Texte ::
____

Le gouvernement l'avait promis : s'il imposait le 80 km/h sur nos routes à compter du 1er juillet 2018, ce n'était que le temps d'une expérimentation de deux ans. L'objectif étant d'observer l'impact de cette mesure sur la sécurité routière… Comme il fallait s'y attendre, alors que ces 24 mois sont parvenus à échéance le 30 juin 2020, absolument rien n'a été démontré. Pire, l'équipe d'Edouard Philippe reste pour le moment dans l'incapacité de fournir les résultats de cette "expérimentation"… Or, non seulement nous exigeons ces résultats, mais mieux, nous exigeons le retour à 90 km/h !
On récolte ce que l'on a semé. C'est en substance ce que l'on aurait pu rétorquer au gouvernement, dont la mesure inepte du 80 km/h, imposée le 1er juillet 2018, a mis le feu aux poudres et déclenché le mouvement des Gilets jaunes au deuxième semestre de la même année. Le vaste désordre social qui en a découlé (paralysie du pays, grève des transports…) a d'emblée ôté toute légitimité à cette expérimentation de deux ans. La crise du coronavirus n'a rien arrangé, la population ayant laissé sa voiture au garage pendant les 55 jours de confinement. La conséquence de ces deux périodes atypiques, c'est l'impossibilité de comparer de manière rigoureuse et scientifique l'avant et l'après 80… Les quelques déclarations débordant d'autosatisfaction qu'ont pu faire, ces derniers mois, Edouard Philippe ou Christophe Castaner, sur les pseudo résultats de la réduction de la vitesse, ne sont étayées par aucune donnée indiscutable (comme l'aurait peut-être été la stricte sélection des tronçons passés à 80 km/h sur toute la France, de façon à circonscrire la comparaison à la réalité du terrain, comme l'avait demandé notre association).

____

Données à examiner ::

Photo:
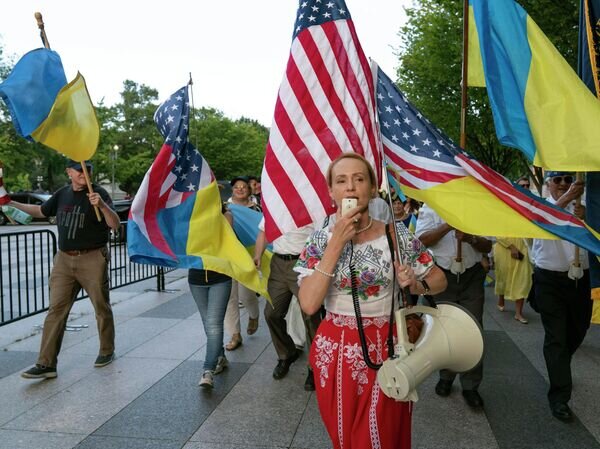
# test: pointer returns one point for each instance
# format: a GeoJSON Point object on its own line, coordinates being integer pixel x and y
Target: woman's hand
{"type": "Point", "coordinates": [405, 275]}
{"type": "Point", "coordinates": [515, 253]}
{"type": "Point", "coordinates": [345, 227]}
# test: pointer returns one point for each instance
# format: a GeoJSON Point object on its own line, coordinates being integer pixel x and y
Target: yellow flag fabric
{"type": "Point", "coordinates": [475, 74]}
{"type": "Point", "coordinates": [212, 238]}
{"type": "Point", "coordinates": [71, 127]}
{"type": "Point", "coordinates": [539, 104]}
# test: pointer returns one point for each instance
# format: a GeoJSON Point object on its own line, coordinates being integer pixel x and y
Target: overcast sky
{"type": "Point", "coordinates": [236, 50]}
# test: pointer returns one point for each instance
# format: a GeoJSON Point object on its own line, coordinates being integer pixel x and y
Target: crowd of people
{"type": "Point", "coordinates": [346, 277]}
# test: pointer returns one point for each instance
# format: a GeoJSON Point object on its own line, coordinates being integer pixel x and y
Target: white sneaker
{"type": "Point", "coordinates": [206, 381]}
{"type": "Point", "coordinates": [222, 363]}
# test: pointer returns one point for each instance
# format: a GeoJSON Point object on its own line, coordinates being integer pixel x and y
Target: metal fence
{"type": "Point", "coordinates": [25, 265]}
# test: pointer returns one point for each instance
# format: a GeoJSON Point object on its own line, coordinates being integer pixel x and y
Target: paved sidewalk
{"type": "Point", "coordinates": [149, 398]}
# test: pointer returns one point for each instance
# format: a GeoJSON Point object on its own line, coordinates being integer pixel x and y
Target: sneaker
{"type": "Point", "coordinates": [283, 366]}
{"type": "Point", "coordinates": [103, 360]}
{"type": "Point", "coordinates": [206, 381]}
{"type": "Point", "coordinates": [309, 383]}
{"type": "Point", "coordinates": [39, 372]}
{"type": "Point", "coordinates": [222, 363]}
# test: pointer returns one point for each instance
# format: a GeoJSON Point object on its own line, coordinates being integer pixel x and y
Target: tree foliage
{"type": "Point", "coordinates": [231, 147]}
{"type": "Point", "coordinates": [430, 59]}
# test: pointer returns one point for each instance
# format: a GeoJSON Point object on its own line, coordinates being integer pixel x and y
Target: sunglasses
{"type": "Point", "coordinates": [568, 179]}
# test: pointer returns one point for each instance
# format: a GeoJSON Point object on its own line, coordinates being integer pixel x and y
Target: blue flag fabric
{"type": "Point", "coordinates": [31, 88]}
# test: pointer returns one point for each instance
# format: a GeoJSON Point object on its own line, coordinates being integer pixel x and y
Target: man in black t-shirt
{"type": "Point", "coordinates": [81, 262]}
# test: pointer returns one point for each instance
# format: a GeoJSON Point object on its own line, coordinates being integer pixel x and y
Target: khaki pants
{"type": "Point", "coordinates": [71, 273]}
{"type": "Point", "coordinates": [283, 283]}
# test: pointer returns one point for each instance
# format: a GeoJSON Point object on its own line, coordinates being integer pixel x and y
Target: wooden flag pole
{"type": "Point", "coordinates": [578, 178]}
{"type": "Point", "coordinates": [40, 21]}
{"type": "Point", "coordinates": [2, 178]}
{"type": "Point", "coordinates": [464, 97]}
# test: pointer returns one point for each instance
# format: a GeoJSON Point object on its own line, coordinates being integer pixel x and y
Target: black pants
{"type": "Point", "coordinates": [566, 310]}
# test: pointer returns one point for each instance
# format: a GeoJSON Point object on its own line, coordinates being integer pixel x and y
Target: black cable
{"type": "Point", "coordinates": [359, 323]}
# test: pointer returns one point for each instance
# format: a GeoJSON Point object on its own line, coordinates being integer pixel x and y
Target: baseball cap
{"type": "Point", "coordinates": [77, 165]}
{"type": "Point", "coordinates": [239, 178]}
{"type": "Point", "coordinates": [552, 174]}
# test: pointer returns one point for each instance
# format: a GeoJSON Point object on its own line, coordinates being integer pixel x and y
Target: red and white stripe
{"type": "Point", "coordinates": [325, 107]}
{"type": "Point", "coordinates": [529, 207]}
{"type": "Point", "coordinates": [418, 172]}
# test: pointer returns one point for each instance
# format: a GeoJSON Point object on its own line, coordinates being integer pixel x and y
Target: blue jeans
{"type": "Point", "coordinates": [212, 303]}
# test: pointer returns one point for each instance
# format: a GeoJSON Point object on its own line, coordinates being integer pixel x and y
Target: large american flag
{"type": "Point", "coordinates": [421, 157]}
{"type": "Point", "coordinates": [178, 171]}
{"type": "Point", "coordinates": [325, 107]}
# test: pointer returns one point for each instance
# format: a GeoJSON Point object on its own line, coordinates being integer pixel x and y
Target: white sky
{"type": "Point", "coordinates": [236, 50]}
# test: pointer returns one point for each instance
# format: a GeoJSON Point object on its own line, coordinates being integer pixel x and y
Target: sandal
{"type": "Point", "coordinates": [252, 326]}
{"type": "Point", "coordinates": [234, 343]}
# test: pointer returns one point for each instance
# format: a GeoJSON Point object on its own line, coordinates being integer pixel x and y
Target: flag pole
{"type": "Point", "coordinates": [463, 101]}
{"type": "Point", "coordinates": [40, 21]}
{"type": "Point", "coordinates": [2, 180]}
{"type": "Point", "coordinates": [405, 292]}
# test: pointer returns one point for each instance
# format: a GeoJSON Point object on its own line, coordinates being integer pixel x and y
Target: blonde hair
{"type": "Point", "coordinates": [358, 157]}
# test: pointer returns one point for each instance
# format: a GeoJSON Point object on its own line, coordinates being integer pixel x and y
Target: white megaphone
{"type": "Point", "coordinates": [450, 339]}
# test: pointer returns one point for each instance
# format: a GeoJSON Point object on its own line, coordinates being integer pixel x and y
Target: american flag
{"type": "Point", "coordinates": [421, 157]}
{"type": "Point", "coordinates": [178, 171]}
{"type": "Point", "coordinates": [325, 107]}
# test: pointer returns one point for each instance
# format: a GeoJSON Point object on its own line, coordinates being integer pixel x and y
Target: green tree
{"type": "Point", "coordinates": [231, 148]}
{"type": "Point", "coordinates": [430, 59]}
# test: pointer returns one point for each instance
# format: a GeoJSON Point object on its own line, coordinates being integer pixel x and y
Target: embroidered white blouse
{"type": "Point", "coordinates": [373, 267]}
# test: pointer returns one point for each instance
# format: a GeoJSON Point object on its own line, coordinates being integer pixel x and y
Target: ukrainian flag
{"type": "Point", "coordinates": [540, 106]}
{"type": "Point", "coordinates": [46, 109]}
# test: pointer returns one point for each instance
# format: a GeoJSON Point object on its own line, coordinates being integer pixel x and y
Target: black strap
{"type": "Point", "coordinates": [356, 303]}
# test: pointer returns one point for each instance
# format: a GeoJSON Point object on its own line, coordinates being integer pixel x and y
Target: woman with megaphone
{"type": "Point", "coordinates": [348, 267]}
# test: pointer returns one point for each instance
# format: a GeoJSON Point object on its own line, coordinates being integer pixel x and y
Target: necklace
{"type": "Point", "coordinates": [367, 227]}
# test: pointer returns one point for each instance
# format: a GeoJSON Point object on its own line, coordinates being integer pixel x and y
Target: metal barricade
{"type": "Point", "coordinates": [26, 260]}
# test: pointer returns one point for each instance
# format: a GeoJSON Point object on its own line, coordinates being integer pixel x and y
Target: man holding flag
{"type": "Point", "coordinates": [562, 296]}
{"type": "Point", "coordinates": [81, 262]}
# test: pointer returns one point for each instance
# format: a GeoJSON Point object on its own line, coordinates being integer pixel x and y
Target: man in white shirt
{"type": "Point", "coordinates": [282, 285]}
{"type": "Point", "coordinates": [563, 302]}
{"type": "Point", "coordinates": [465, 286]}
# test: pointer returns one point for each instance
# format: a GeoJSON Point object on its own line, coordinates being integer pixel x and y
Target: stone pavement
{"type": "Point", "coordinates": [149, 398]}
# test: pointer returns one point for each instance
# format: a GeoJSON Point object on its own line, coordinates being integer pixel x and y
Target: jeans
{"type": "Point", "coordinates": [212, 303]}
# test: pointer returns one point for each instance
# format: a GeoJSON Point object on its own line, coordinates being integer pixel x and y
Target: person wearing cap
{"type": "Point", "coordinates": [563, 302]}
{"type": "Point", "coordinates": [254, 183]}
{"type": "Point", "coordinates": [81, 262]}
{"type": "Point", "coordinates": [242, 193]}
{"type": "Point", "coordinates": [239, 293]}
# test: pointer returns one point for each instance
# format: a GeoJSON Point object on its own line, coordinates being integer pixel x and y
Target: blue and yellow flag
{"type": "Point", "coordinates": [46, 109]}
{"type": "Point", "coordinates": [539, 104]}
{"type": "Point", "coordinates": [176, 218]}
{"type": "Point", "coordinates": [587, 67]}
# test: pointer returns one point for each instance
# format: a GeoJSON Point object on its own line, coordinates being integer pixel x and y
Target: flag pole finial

____

Consignes de l'exercice ::
[A] Recopiez le passage du texte sur le 80 km/h qui commence aux mots « Le gouvernement l'avait » et se termine après les mots « à 90 km/h ! ».
[B] Rédigez la suite du texte sur le 80 km/h, à partir de sa dernière phrase.

Corrigé par consigne ::
[A]
Le gouvernement l'avait promis : s'il imposait le 80 km/h sur nos routes à compter du 1er juillet 2018, ce n'était que le temps d'une expérimentation de deux ans. L'objectif étant d'observer l'impact de cette mesure sur la sécurité routière… Comme il fallait s'y attendre, alors que ces 24 mois sont parvenus à échéance le 30 juin 2020, absolument rien n'a été démontré. Pire, l'équipe d'Edouard Philippe reste pour le moment dans l'incapacité de fournir les résultats de cette "expérimentation"… Or, non seulement nous exigeons ces résultats, mais mieux, nous exigeons le retour à 90 km/h !

[B]
N'empêche, pour respecter ses engagements, le gouvernement aurait dû prendre la parole le 1er juillet 2020, au terme de ces deux ans "d'expérimentation" (qu'il aurait d'ailleurs pu prolonger en amont). Ce rendez-vous manqué n'est sûrement que reporté. Gageons que le gouvernement, qu'il soit remanié ou pas, prendra bientôt la parole sur le sujet, peut-être d'ailleurs en la personne de la toute nouvelle déléguée interministérielle à la sécurité routière, Marie Gautier-Melleray, nommée le 25 juin dernier et qui hérite du lourd dossier du 80 km/h, qui avait beaucoup "occupé" son prédécesseur, Emmanuel Barbe. Gageons aussi que comme par miracle, les résultats seront "très encourageants". Alors que la proposition de réduction de la vitesse sur autoroute, de 130 à 110 km/h, évoquée ces dernières semaines, a aussitôt provoqué une levée de boucliers et a été écartée (momentanément ?) par le Président Macron, difficile d'imaginer que nos édiles reculeront sur le 80. Mais cela ne nous empêche pas, à la Ligue de Défense des Conducteurs, d'exiger ces résultats au plus vite, pour mieux les contrer et continuer à lutter contre cette mesure qui n'a jamais été acceptée par la majorité de la population. Le nombre de départements qui ont repassé tout ou partie de leur réseau routier à 90 km/h, comme la loi LOM le leur permet désormais, est un excellent exemple du clivage que cet abaissement de la vitesse a engendré.
Pourquoi le 80 est inutile
C'est qu'il en faudra, de l'interprétation biaisée et de l'habileté à faire parler les chiffres en sa faveur, pour que le gouvernement puisse parler de résultats positifs. Rappelons qu'alors que ce dernier avait promis "400 vies sauvées par an", en 2019 il y a malheureusement eu 63 blessés et 5 victimes de la route de plus qu'en 2018. Par ailleurs, n'oublions pas que dans certains pays d'Europe (Royaume-Uni, Danemark, Allemagne) où l'on roule plus vite (jusqu'à 100 km/h) sur le réseau secondaire, on observe une mortalité routière inférieure (respectivement 28, 30 et 39 décès par million d'habitants, contre 48 en France). Le constat est le même en Irlande, en Espagne, en Slovénie, en Autriche, en Slovaquie… où là encore, les limitations de vitesse sont plus élevées.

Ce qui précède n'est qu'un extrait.